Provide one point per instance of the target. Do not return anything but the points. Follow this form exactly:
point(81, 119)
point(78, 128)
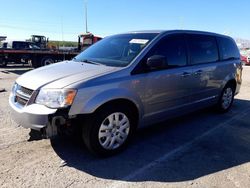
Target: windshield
point(117, 50)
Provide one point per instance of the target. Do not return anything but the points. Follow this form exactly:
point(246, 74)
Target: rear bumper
point(33, 116)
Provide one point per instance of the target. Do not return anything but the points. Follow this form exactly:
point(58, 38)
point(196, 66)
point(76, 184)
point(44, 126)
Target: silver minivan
point(127, 81)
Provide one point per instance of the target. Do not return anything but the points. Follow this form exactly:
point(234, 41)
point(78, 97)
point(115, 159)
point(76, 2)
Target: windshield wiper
point(90, 62)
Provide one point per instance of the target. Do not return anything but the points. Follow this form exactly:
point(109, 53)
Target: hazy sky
point(64, 19)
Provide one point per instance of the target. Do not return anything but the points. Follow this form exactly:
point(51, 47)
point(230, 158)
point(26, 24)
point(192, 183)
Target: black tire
point(92, 125)
point(223, 106)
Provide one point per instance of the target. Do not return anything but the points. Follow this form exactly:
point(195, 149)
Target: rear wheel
point(226, 98)
point(109, 130)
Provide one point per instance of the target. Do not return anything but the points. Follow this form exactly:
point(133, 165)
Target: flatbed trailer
point(38, 57)
point(35, 57)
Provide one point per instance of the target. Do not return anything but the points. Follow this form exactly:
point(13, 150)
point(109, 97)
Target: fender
point(88, 106)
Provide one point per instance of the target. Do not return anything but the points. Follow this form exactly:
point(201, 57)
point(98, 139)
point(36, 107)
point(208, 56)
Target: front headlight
point(56, 98)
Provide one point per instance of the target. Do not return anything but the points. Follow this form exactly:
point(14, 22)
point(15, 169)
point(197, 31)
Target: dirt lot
point(203, 149)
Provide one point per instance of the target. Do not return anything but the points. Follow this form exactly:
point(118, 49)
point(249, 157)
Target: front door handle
point(185, 74)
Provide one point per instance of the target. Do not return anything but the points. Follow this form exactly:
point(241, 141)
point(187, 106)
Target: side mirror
point(157, 62)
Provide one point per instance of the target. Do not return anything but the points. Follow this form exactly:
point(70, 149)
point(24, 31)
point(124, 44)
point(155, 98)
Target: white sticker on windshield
point(139, 41)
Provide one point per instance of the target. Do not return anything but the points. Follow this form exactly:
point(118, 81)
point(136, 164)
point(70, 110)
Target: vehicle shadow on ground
point(224, 148)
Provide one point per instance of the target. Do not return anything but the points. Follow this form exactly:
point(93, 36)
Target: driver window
point(173, 48)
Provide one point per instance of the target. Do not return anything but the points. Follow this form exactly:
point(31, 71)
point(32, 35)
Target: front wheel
point(109, 130)
point(226, 98)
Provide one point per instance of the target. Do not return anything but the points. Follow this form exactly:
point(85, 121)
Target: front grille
point(22, 95)
point(26, 90)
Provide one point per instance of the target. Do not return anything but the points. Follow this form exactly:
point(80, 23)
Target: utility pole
point(86, 15)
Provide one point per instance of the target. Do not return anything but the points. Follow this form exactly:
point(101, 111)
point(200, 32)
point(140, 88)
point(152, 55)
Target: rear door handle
point(185, 74)
point(198, 72)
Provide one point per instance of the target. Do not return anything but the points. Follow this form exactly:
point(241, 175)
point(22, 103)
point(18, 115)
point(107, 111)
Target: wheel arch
point(115, 96)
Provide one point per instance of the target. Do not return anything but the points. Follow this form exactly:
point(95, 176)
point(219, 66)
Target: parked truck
point(36, 51)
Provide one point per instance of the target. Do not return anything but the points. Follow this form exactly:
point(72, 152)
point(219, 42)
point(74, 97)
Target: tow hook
point(51, 129)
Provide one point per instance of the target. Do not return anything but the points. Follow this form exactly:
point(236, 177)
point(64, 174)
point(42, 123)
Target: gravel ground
point(203, 149)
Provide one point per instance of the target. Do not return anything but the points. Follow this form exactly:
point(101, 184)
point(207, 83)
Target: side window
point(203, 49)
point(228, 49)
point(173, 48)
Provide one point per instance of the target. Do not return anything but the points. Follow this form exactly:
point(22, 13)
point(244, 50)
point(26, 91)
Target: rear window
point(228, 49)
point(203, 49)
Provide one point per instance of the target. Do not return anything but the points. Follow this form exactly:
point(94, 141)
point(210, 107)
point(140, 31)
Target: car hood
point(61, 74)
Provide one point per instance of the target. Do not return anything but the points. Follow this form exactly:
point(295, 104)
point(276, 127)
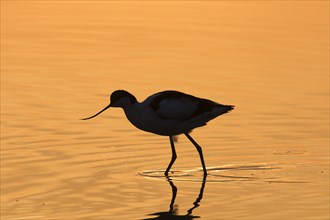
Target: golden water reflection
point(268, 159)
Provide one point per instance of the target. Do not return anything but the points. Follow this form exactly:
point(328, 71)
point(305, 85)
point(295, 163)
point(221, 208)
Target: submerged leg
point(173, 156)
point(199, 149)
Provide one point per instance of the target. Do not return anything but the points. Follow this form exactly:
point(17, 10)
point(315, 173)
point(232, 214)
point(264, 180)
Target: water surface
point(267, 159)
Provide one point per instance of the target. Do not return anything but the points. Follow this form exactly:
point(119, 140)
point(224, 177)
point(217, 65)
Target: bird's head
point(119, 98)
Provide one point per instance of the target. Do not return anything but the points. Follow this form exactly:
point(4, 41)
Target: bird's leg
point(199, 149)
point(173, 156)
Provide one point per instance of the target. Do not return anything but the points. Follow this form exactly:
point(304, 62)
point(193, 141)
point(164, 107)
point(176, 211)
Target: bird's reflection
point(172, 213)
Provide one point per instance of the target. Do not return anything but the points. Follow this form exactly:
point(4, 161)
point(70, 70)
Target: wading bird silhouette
point(168, 113)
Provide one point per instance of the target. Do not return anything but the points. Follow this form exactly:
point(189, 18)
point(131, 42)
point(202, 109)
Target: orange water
point(267, 159)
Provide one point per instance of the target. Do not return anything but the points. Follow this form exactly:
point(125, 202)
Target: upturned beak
point(97, 113)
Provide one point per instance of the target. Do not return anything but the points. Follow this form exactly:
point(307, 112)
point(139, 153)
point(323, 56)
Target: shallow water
point(267, 159)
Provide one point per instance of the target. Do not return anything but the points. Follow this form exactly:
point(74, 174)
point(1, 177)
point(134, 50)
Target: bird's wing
point(174, 105)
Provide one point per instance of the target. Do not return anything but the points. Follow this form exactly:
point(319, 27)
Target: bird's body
point(172, 113)
point(168, 113)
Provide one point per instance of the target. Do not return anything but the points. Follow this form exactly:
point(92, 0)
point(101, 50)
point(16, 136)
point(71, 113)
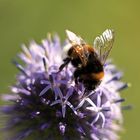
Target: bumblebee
point(88, 60)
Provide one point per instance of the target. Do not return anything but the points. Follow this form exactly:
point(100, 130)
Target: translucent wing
point(103, 44)
point(74, 39)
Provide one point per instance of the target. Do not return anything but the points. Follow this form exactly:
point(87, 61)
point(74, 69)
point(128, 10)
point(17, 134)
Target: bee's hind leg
point(66, 61)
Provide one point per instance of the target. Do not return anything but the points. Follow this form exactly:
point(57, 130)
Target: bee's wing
point(103, 44)
point(74, 39)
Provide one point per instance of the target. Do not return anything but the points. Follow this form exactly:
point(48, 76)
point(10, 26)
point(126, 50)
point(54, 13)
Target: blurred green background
point(22, 21)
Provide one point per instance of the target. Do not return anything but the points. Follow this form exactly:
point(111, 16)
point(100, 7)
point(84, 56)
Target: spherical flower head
point(46, 104)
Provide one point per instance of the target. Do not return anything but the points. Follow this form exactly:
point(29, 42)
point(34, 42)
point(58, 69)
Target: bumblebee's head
point(78, 52)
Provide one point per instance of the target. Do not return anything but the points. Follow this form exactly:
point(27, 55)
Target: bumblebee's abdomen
point(93, 76)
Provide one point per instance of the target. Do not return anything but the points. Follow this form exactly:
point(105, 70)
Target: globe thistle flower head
point(48, 105)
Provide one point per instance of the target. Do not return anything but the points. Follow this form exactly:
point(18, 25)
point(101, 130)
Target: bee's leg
point(66, 61)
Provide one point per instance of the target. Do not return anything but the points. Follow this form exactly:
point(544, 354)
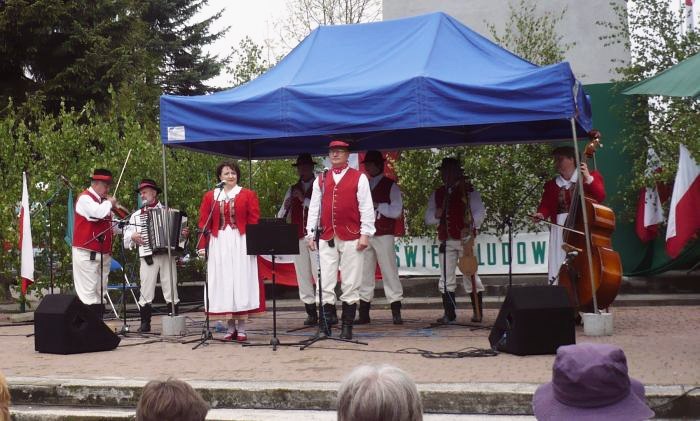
----
▶ **Goal**:
Copy every line of the records above that contains the string "reflection". The match must be case-sensitive.

▶ **Answer to this exercise**:
Target: golden water reflection
Target: bird's reflection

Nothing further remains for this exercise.